_Extrait du document_
========================================================================
Le premier chapitre fait état de la demande de Nintendo of America à la maison-mère japonaise d’une carte de jeu capable de prendre la place de la carte-mère de Radar Scope dans les bornes non vendues entreposées dans un entrepôt couteux aux Etats-Unis. Yamauchi, président de Nintendo au Japon charge donc Gunpei Yokoi, le superviseur de la division R&D 1 de ce sauvetage. Ce dernier s’appuiera sur le jeune Miyamoto, qui travaillera d’abord sur un projet de jeu Popeye : les bases du jeu qui se transformera en Donkey Kong sont posées ! En effet, Nintendo n’a pas les droits pour sortir le jeu avec les personnages issus de l’univers de Popeye et donc Miyamoto est chargé de dessiner ses propres personnages.
========================================================================
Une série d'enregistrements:
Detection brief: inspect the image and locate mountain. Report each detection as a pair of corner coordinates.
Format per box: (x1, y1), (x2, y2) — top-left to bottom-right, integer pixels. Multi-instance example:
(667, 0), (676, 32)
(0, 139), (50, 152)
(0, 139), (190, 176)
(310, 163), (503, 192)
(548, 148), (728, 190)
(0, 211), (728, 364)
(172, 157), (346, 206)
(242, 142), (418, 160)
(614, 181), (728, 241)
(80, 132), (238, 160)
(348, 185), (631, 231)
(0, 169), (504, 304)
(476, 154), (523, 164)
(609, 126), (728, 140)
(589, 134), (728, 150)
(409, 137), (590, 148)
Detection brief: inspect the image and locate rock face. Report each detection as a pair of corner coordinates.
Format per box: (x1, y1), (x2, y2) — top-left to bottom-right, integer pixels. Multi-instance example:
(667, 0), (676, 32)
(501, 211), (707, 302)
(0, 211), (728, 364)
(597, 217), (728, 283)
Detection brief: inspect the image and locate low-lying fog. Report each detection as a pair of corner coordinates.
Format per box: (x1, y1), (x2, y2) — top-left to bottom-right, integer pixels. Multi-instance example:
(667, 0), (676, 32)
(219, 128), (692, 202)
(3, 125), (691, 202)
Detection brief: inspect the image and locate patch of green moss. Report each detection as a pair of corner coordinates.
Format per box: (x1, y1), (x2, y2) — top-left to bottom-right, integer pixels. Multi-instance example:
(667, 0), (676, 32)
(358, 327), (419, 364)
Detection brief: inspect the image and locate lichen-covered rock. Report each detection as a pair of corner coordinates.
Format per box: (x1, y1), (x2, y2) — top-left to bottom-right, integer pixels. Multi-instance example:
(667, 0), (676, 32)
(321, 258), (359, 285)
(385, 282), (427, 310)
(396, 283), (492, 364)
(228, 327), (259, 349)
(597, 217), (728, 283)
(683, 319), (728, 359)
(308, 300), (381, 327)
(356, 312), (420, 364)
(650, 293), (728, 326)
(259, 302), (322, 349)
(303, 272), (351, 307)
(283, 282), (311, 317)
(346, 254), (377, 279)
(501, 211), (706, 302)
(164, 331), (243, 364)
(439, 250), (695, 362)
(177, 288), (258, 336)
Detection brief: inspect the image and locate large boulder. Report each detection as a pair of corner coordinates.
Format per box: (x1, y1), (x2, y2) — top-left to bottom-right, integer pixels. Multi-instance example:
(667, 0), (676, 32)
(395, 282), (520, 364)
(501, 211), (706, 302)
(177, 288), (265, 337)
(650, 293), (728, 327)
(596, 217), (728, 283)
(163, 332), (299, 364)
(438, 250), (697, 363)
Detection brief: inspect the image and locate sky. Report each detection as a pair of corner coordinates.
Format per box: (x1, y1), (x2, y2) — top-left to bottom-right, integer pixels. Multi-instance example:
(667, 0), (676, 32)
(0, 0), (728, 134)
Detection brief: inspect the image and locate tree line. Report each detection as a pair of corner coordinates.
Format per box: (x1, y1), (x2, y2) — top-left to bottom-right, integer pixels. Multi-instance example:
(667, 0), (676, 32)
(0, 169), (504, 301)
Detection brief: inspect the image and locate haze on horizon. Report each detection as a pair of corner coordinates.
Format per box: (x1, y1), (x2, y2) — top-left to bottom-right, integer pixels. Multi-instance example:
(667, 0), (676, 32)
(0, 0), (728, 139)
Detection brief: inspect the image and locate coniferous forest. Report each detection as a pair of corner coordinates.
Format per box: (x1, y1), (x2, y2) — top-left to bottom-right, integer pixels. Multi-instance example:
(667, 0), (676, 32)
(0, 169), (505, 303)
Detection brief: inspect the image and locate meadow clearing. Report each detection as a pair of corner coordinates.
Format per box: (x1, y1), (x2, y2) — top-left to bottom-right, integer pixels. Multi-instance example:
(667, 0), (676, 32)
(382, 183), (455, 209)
========================================================================
_Exercices_
- A) Extrayez mot pour mot de l'extrait sur la genèse de Donkey Kong le passage qui commence par "Le premier chapitre" et va jusqu'à "ses propres personnages.".
- B) Mettez sous forme de tableau Markdown, avec les colonnes N° et Ligne, les lignes des enregistrements à partir de celle qui contient "Detection brief: inspect the image and locate sky." jusqu'à celle qui contient "(0, 0), (728, 134)", ces deux lignes comprises. Omettez les lignes vides.

_Réponses par exercice_
- A)
Le premier chapitre fait état de la demande de Nintendo of America à la maison-mère japonaise d’une carte de jeu capable de prendre la place de la carte-mère de Radar Scope dans les bornes non vendues entreposées dans un entrepôt couteux aux Etats-Unis. Yamauchi, président de Nintendo au Japon charge donc Gunpei Yokoi, le superviseur de la division R&D 1 de ce sauvetage. Ce dernier s’appuiera sur le jeune Miyamoto, qui travaillera d’abord sur un projet de jeu Popeye : les bases du jeu qui se transformera en Donkey Kong sont posées ! En effet, Nintendo n’a pas les droits pour sortir le jeu avec les personnages issus de l’univers de Popeye et donc Miyamoto est chargé de dessiner ses propres personnages.

- B)
| N° | Ligne |
|---|---|
| 1 | Detection brief: inspect the image and locate sky. Report each detection as a pair of corner coordinates. |
| 2 | Format per box: (x1, y1), (x2, y2) — top-left to bottom-right, integer pixels. Multi-instance example: |
| 3 | (667, 0), (676, 32) |
| 4 | (0, 0), (728, 134) |